**EXTRAIT DU DOCUMENT**:
□ □ □

Il y a tout juste deux ans, en octobre 2018, éclatait l’affaire dite des « bébés sans main ». Dans les clusters désignés figure celui de Guidel. Que reste-t-il de l’espoir soulevé par l’ouverture d’une enquête publique ? « Du dépit et de l’amertume », disent les familles.
C’était le 4 octobre 2018.
Fin septembre 2018, un reportage de France 2 dévoilait que sept cas de malformations rares (agénésies transverses des membres supérieurs) avaient été découverts dans l’Ain, entre 2009 et 2014. Le Télégramme révélait, dans la foulée, que quatre enfants étaient nés avec la même malformation au bras, à Guidel (56), entre 2011 et 2013. Derrière un nom barbare, une lanceuse d’alerte : l’épidémiologiste, directrice du registre des malformations de la région Rhône-Alpes (le Remera), Emmanuelle Amar. L’affaire des « bébés sans main » débutait.
Le 4 octobre 2018, Santé publique France organisait le premier point presse, à Paris. Le 6 novembre 2018, une réunion publique était organisée par les autorités sanitaires, à Guidel. Sous l’égide de l’Anses (Agence nationale de sécurité sanitaire), un comité d’observation de suivi, ainsi qu’un comité d’experts scientifiques, sont montés dans la foulée. Le premier a été dissous dès novembre 2019. Le rapport final, comprenant des enquêtes complémentaires réalisées en 2019 et 2020, n’a toujours pas été rendu.
« Tout ça, c’était du vent ».
Depuis Bruxelles où elle est médecin généraliste, Isabelle Taymans-Grassin ne cache pas son amertume. Il y a six mois, la maman de Charlotte a raconté son combat pour obtenir la vérité dans un livre (« Malformations, le combat d’une mère »), sorti juste avant le confinement. Elle l’a fait pour sa fille de 8 ans, née à Lorient, en 2012, sans avant-bras gauche, « et pour m’autoriser à passer à autre chose ». La covid-19 l’a rattrapée, et si elle ne regrette pas « cette pierre à l’édifice et le combat citoyen » qui ont lié les familles, Isabelle Taymans-Grassin est lasse. « De l’extérieur, le tourbillon médiatique de 2018-2019, les engagements des autorités sanitaires et de la ministre (Agnès Buzyn) qui ont suivi, ça a fait très joli. Mais au final, c’était de l’hypocrisie et du vent. On a fait semblant de nous entendre. En Loire-Atlantique, où on a fait la démonstration de la carence de surveillance sanitaire, il n’y a toujours pas de registre des malformations. À Guidel, l’enquête complémentaire a écarté d’emblée d’autres arguments environnementaux possibles (l’eau, les pesticides). La méthodologie est très décevante. À ce stade, on peut dire que c’est fini ».
« Il a fallu éteindre un incendie ».
À Guidel, Tiphaine et Samuel Bernard, parents d’Aliénor, 7 ans, et née avec une malformation de l’avant-bras gauche, attendent, eux aussi, des réponses « qui ne viendront jamais ». Très investi dans le groupe de travail qui s’est lancé en fin 2018, le couple a le sentiment que les familles ont été lâchées en chemin. « Les réunions du Comité d’observation et de suivi, dont j’ai fait partie, ont été stoppées net en novembre 2019, alors que nous avions encore des questions à poser, détaille Samuel. C’est comme si ce comité avait juste été mis en place pour éteindre un incendie. On a ensuite misé sur notre essoufflement. Nous n’avons plus d’informations. Les autorités sanitaires ne reconnaîtront jamais s’être trompées. C’est très décevant ».
« Je ne désespère pas ».
Les Bernard attendent aujourd’hui une chose : « Qu’on ait au moins connaissance du rapport final du comité d’experts, apparemment terminé ». Isabelle Taymans-Grassin mise, elle, sur la publication d’un article « très pointu » attendu sur le sujet dans une revue scientifique. « Je ne désespère pas. Même si moi, je n’ai plus rien à donner, je suis sûre d’une chose : cette histoire-là rebondira ailleurs un jour ».

□ □ □

**PROBLÈMES ET EXERCICES**:
1. Recopiez mot pour mot le passage de l'extrait compris entre "Il y a tout" et "4 octobre 2018.", ces deux bornes incluses.
2. Reformulez sous forme de liste le paragraphe de l'extrait qui commence par « Le 4 octobre 2018, Santé publique France », en conservant ses faits essentiels.

**DONNÉES DISPONIBLES**:
□ □ □

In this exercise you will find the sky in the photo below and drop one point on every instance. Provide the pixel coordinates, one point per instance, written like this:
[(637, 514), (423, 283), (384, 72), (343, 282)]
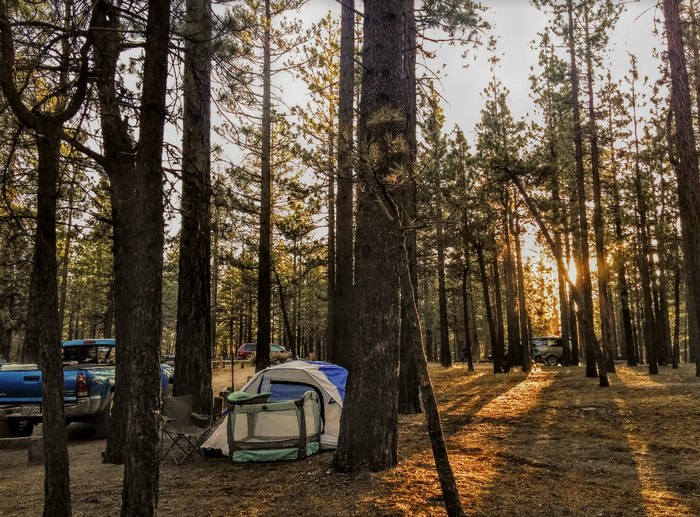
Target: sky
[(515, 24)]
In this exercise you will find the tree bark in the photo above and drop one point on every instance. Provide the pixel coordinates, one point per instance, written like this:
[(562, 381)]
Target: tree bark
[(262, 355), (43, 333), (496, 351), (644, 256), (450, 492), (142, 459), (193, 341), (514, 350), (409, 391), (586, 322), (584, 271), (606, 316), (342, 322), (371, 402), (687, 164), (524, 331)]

□ □ □

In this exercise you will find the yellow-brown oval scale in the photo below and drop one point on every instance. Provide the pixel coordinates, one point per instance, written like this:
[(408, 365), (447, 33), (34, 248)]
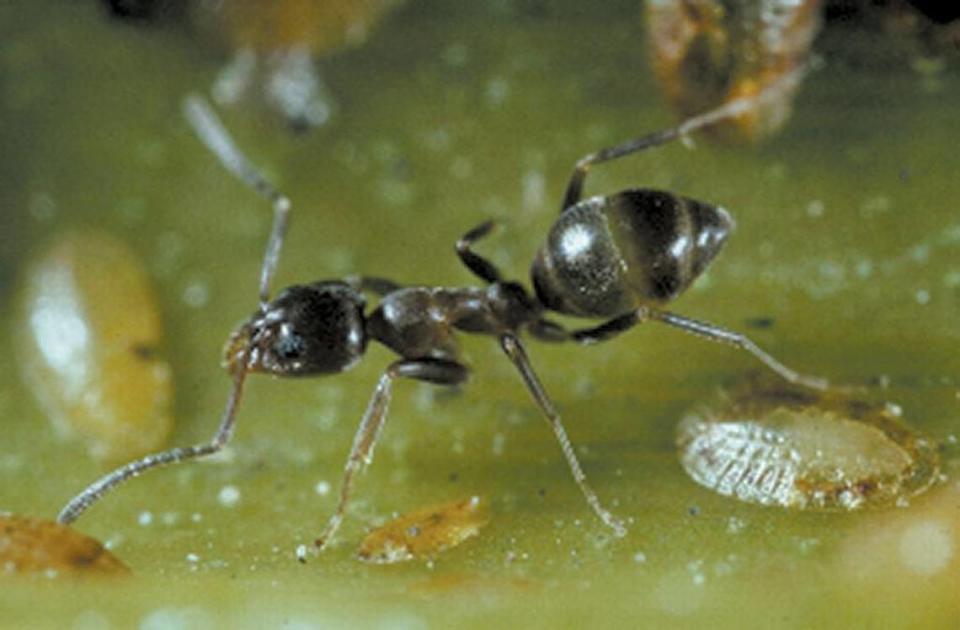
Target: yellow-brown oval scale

□ □ □

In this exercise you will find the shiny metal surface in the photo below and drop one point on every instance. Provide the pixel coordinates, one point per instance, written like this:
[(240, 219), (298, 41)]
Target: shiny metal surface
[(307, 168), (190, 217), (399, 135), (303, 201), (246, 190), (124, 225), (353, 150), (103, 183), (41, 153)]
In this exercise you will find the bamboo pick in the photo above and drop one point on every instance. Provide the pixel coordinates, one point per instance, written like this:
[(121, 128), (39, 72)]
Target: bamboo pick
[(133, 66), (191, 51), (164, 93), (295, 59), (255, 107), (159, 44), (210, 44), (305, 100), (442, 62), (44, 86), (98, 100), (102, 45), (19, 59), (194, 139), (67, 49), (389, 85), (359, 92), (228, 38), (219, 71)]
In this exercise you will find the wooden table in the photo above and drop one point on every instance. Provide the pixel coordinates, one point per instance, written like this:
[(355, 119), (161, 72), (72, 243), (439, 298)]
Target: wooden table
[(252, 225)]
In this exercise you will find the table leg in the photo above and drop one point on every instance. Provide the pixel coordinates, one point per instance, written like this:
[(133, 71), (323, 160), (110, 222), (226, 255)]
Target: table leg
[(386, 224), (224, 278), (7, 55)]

□ □ □

**CORRIGÉS DES EXERCICES**:
1.
Il y a tout juste deux ans, en octobre 2018, éclatait l’affaire dite des « bébés sans main ». Dans les clusters désignés figure celui de Guidel. Que reste-t-il de l’espoir soulevé par l’ouverture d’une enquête publique ? « Du dépit et de l’amertume », disent les familles.
C’était le 4 octobre 2018.

2.
- 4 octobre 2018 : Santé publique France tient un premier point presse à Paris.
- 6 novembre 2018 : les autorités sanitaires organisent une réunion publique à Guidel.
- Sous l'égide de l'Anses : création d'un comité d'observation de suivi et d'un comité d'experts scientifiques.
- Novembre 2019 : dissolution du comité d'observation de suivi.
- Le rapport final, qui inclut des enquêtes complémentaires menées en 2019 et 2020, n'a toujours pas été rendu.